QUOTED PASSAGE:
Simon Josefsson simon@josefsson.org writes:
Yes, although if necessary I could xor it to a zero buffer if there were no other way...
I was going to suggest using something like
void salsa20_core (const uint32_t *input, unsigned rounds, unsigned length, uint8_t *dst, const uint8_t *src)
which would compute the hash of the INPUT. If SRC is NULL, it would just store the LENGTH first bytes at DST. And if SRC is non-NULL, it would xor that data before storing.
A bit clumsy, but reasonably general.
But then I remembered that for high performance encryption, it's not sufficient with an assembly function which does only one block. You can gain a lot of performance (current code doesn't do that) by hashing two input blocks in parallel.

SHORT TASK A:
Reproduce the salsa20 post verbatim, beginning at the words "A bit clumsy, but" and stopping after "blocks in parallel.".
The salsa20 post and the entries come from unrelated sources.

ENTRIES SUPPLIED:
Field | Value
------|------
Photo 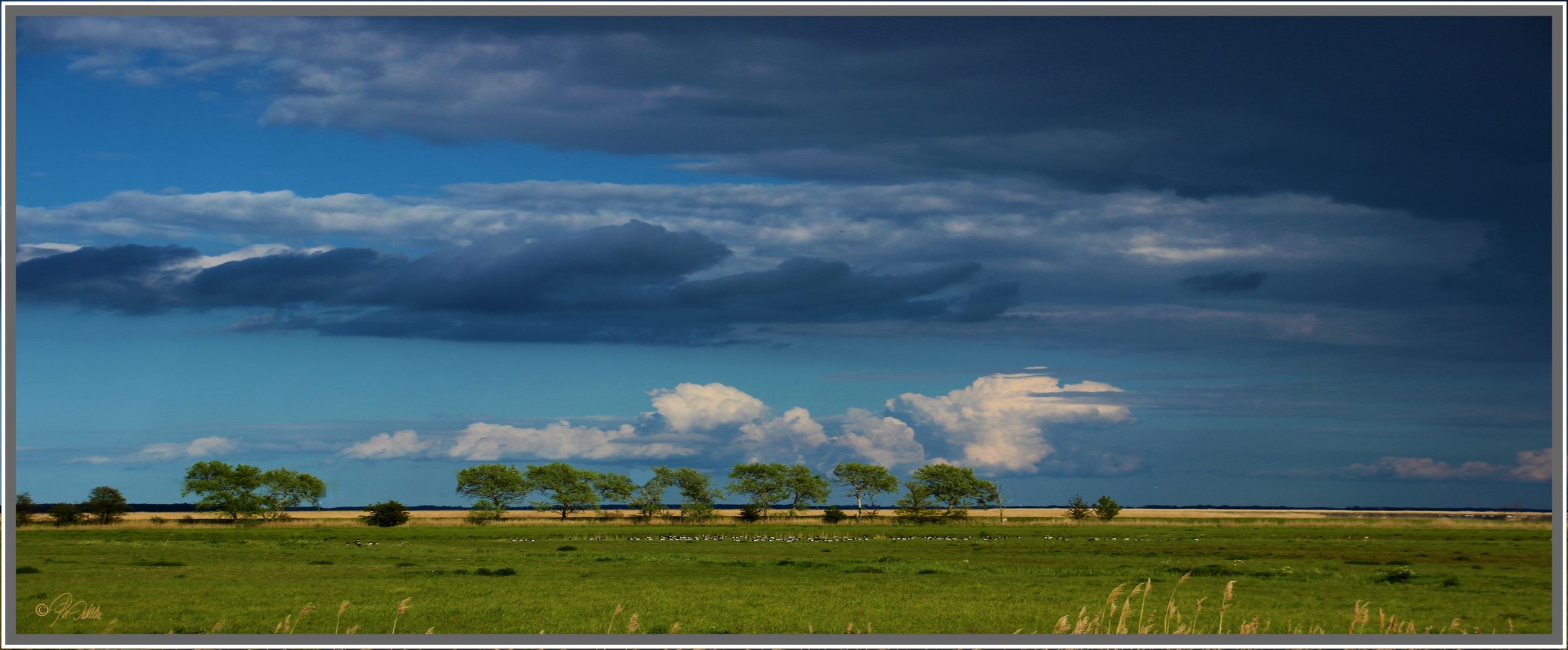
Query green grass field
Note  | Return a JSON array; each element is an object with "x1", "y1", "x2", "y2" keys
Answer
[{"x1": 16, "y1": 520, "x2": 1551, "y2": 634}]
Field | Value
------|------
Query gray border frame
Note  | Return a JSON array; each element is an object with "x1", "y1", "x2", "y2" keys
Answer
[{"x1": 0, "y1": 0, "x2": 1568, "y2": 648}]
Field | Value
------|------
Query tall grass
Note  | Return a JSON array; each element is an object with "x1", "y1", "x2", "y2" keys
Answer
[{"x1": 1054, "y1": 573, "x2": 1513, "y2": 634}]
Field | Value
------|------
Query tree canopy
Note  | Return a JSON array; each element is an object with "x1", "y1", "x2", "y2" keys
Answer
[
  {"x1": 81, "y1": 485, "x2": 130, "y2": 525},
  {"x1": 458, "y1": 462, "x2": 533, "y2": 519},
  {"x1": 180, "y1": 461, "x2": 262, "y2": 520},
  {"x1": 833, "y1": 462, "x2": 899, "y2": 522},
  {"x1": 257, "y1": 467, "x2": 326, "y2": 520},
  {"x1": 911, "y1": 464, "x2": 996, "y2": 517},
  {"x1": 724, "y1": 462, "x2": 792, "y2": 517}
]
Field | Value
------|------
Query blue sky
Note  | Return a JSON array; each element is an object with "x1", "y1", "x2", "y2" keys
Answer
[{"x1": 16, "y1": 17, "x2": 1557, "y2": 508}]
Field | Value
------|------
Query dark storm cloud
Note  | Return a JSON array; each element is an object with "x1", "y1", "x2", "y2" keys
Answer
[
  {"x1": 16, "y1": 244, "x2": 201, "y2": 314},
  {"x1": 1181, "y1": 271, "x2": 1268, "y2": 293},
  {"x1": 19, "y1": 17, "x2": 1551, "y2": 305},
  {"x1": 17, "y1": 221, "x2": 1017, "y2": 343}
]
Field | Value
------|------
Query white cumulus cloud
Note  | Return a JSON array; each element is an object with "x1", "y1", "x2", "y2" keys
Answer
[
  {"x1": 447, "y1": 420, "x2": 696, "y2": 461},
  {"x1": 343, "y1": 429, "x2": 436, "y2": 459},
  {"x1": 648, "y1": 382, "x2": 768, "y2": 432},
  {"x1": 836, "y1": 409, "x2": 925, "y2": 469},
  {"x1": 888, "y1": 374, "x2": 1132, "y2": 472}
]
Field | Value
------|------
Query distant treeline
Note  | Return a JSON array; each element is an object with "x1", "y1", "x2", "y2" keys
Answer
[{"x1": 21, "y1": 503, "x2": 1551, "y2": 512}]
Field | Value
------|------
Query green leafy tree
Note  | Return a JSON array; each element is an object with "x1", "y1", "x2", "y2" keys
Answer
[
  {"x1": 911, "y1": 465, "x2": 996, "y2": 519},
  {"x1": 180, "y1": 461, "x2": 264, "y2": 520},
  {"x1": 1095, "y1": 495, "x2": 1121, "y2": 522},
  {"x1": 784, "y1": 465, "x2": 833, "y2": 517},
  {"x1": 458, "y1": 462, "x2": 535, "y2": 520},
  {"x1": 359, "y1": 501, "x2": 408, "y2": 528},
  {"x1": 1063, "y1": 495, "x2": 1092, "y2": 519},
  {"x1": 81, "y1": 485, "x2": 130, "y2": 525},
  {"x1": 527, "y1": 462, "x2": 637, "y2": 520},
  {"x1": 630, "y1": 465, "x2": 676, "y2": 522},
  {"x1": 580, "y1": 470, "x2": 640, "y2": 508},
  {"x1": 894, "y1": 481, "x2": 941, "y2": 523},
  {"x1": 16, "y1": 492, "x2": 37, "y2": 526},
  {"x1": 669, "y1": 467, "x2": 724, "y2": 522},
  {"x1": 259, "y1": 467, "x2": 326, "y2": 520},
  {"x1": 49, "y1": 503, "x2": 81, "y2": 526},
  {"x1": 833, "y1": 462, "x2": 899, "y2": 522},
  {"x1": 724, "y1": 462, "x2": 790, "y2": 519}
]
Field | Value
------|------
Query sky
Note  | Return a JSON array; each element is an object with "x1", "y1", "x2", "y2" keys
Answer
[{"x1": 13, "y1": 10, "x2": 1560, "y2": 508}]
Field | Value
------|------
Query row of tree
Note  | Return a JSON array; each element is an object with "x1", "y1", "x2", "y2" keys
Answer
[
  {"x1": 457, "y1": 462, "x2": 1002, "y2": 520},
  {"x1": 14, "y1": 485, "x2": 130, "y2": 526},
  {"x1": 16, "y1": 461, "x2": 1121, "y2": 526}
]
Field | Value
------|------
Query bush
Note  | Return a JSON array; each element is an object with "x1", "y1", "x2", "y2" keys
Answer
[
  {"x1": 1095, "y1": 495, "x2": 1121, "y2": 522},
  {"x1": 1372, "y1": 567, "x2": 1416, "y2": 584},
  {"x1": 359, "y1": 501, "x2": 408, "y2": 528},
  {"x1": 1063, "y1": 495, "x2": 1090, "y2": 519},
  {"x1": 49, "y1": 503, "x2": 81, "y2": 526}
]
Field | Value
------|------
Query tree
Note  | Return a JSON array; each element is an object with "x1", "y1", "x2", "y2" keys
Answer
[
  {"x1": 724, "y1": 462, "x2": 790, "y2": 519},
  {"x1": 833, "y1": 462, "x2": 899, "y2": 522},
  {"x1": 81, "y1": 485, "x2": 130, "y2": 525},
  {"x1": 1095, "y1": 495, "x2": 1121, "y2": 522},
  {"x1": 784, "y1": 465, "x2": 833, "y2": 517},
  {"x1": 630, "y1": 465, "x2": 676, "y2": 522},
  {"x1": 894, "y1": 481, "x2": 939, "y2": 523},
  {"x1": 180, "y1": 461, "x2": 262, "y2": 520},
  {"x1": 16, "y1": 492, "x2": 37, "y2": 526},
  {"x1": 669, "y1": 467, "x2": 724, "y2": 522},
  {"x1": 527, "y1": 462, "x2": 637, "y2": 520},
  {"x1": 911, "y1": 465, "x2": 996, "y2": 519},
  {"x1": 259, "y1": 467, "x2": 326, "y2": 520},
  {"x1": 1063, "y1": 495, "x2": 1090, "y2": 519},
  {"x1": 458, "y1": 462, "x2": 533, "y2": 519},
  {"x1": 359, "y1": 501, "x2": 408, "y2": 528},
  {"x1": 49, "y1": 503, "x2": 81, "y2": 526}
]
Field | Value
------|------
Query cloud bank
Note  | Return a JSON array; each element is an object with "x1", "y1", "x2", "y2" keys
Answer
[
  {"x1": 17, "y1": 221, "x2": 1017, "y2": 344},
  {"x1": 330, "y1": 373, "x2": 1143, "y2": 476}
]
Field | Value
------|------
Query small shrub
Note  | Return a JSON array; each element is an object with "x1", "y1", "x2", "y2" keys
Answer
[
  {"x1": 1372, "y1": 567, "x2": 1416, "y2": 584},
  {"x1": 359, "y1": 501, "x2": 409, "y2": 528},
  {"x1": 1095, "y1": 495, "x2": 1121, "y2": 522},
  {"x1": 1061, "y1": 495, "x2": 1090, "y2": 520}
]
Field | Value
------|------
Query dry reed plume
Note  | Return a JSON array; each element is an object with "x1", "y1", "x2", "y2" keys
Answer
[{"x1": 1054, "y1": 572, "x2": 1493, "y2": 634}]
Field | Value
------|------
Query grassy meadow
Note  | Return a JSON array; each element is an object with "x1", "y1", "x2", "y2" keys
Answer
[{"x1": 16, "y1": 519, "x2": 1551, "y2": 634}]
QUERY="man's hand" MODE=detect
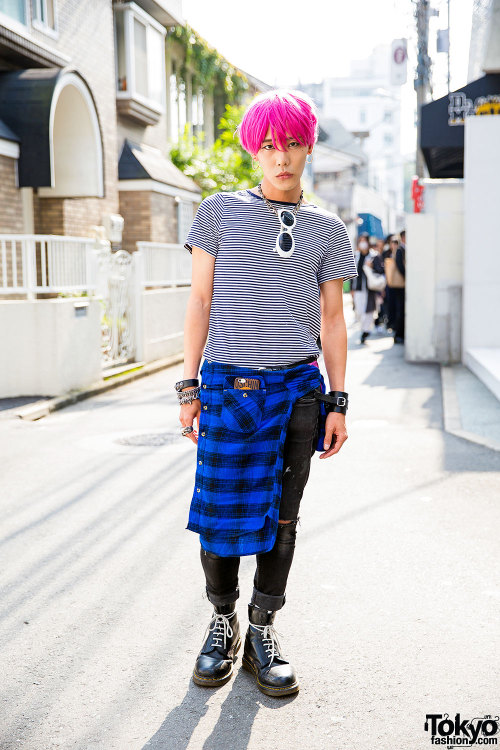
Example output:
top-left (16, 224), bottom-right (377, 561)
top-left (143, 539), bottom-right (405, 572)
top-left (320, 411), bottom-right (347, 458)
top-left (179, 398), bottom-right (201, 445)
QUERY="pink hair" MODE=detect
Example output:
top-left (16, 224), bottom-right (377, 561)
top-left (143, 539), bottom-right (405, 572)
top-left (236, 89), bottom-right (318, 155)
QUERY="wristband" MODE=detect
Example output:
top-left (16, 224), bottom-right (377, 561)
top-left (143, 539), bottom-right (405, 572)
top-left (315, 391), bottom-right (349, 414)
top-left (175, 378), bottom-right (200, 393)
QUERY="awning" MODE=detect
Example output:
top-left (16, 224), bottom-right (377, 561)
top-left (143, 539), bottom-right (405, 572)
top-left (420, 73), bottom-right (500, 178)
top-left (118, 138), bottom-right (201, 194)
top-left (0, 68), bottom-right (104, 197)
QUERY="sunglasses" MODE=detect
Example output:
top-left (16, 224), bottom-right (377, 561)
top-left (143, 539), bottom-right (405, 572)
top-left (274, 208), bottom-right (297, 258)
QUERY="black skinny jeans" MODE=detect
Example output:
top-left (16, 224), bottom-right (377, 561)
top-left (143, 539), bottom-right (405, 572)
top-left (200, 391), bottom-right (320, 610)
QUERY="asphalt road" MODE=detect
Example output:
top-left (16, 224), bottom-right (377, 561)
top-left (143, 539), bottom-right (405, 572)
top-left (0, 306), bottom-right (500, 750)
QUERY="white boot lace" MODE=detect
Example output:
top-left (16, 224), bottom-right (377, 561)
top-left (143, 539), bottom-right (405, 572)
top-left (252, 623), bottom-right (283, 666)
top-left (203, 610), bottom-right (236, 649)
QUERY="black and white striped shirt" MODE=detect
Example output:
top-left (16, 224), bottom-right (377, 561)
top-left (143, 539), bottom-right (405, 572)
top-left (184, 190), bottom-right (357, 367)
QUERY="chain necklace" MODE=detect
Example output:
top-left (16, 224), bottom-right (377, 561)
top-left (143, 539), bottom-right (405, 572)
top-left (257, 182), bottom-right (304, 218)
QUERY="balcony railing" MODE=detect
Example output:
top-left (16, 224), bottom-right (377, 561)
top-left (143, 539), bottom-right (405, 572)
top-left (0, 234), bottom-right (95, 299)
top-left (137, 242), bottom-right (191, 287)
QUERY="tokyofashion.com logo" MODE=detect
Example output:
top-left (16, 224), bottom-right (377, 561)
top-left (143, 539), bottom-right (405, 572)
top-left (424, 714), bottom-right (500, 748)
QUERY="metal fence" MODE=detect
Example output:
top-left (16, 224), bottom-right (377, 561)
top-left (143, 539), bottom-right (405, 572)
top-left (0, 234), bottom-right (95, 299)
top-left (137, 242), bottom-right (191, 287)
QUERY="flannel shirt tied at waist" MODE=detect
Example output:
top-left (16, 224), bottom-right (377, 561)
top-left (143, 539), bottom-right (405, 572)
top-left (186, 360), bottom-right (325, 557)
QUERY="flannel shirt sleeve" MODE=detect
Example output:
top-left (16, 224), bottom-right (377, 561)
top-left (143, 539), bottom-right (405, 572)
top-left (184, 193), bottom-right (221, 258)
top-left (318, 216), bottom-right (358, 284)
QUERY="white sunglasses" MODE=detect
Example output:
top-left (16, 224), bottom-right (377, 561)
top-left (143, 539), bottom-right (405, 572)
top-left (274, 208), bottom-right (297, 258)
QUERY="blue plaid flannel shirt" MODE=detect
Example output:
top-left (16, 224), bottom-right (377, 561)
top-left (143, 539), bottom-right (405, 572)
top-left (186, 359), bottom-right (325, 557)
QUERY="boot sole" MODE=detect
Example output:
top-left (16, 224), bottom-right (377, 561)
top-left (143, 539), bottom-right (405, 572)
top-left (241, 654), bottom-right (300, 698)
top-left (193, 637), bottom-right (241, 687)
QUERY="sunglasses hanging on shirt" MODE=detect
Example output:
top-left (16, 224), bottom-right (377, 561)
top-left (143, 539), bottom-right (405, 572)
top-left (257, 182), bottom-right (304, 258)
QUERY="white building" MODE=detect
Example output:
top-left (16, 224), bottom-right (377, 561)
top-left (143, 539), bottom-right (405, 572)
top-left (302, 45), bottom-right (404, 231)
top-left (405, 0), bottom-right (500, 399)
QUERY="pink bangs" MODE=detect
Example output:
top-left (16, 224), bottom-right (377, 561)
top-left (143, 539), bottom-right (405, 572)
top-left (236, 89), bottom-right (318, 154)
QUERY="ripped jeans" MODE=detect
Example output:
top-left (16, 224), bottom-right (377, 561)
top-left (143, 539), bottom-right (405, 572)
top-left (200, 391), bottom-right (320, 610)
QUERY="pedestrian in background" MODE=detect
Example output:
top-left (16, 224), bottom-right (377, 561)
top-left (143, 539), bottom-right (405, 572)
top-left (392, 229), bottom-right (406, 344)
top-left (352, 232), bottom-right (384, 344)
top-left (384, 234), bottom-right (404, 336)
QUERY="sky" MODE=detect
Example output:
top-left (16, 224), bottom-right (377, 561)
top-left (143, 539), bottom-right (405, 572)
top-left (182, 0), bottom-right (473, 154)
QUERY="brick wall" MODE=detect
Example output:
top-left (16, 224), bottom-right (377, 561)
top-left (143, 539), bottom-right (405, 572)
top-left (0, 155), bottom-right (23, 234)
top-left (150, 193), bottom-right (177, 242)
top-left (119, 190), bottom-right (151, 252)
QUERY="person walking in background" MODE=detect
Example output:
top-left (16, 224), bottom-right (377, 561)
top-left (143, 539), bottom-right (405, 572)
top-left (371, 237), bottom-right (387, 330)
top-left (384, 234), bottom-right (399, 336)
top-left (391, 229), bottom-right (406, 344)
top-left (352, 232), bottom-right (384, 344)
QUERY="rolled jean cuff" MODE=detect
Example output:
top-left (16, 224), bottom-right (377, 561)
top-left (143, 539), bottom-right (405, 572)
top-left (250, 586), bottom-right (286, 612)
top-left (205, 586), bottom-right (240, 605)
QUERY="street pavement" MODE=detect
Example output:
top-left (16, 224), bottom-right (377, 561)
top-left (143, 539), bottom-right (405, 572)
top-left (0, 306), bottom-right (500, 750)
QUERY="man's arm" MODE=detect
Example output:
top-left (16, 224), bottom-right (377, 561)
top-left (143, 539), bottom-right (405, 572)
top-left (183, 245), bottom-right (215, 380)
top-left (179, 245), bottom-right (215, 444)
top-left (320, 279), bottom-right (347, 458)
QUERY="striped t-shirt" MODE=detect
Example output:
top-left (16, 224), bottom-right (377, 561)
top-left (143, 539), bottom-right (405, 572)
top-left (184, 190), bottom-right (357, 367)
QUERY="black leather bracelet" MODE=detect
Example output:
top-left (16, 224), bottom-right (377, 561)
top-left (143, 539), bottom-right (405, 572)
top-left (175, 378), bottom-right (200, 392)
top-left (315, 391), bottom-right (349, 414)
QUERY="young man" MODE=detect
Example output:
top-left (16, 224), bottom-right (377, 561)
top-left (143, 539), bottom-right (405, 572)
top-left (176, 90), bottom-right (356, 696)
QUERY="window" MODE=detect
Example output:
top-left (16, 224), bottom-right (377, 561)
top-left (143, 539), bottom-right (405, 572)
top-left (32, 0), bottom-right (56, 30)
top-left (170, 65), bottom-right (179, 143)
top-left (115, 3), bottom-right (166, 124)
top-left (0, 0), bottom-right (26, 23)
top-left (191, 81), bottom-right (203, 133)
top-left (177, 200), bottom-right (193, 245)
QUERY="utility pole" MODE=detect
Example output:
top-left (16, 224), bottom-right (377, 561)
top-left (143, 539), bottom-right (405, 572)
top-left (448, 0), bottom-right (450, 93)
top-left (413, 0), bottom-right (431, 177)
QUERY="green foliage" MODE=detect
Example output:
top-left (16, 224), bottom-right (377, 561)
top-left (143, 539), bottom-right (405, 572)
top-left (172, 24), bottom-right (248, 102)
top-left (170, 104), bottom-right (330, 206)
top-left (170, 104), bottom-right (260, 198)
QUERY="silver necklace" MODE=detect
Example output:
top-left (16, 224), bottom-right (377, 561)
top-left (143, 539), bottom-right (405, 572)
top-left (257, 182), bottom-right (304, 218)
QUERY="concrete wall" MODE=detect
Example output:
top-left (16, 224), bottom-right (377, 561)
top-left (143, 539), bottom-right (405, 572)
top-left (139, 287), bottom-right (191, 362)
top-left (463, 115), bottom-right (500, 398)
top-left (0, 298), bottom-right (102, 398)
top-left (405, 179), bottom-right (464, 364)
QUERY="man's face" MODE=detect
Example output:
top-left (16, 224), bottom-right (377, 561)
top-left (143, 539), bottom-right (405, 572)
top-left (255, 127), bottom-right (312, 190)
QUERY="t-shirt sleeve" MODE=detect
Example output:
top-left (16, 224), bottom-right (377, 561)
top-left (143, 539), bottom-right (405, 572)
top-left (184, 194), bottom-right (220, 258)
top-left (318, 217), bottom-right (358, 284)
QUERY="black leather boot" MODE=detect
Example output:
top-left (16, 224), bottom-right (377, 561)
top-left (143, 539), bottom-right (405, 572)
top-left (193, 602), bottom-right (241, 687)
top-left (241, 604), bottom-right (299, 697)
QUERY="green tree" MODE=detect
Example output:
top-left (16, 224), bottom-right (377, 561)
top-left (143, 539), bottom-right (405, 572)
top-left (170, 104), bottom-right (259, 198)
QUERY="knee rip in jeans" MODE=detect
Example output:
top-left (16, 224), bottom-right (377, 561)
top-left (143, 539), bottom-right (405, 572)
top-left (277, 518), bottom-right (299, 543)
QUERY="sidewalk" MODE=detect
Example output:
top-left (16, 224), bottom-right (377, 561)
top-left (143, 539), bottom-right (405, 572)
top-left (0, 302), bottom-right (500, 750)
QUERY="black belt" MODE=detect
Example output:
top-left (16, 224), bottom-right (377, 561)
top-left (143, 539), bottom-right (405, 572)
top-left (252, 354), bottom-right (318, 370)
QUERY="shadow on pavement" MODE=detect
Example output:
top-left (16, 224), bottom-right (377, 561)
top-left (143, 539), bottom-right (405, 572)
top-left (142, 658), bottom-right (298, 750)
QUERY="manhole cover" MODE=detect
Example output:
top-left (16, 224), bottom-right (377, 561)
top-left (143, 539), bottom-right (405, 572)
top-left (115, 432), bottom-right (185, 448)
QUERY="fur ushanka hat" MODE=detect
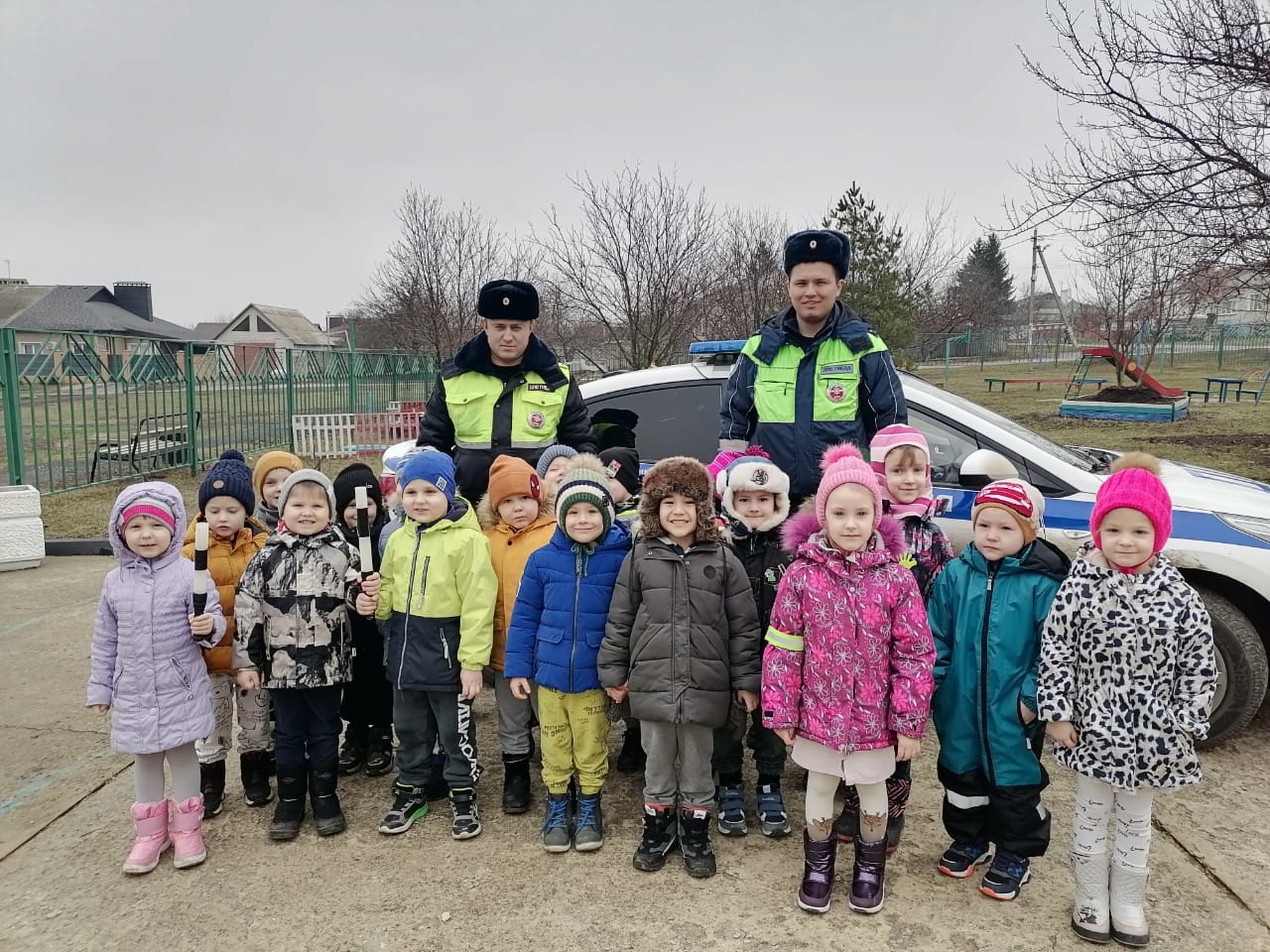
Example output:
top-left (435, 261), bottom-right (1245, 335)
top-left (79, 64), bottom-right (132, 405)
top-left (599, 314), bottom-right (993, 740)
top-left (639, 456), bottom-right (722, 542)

SHORT TASK B:
How many lines of the entries contain the string "striped", matching case? Reply with the number alone.

TASK OUTPUT A:
A bit clumsy, but reasonably general.
But then I remembered that for high performance encryption, it's not sufficient with an assembly function which does only one block. You can gain a lot of performance (current code doesn't do that) by hashing two input blocks in parallel.

TASK OUTPUT B:
2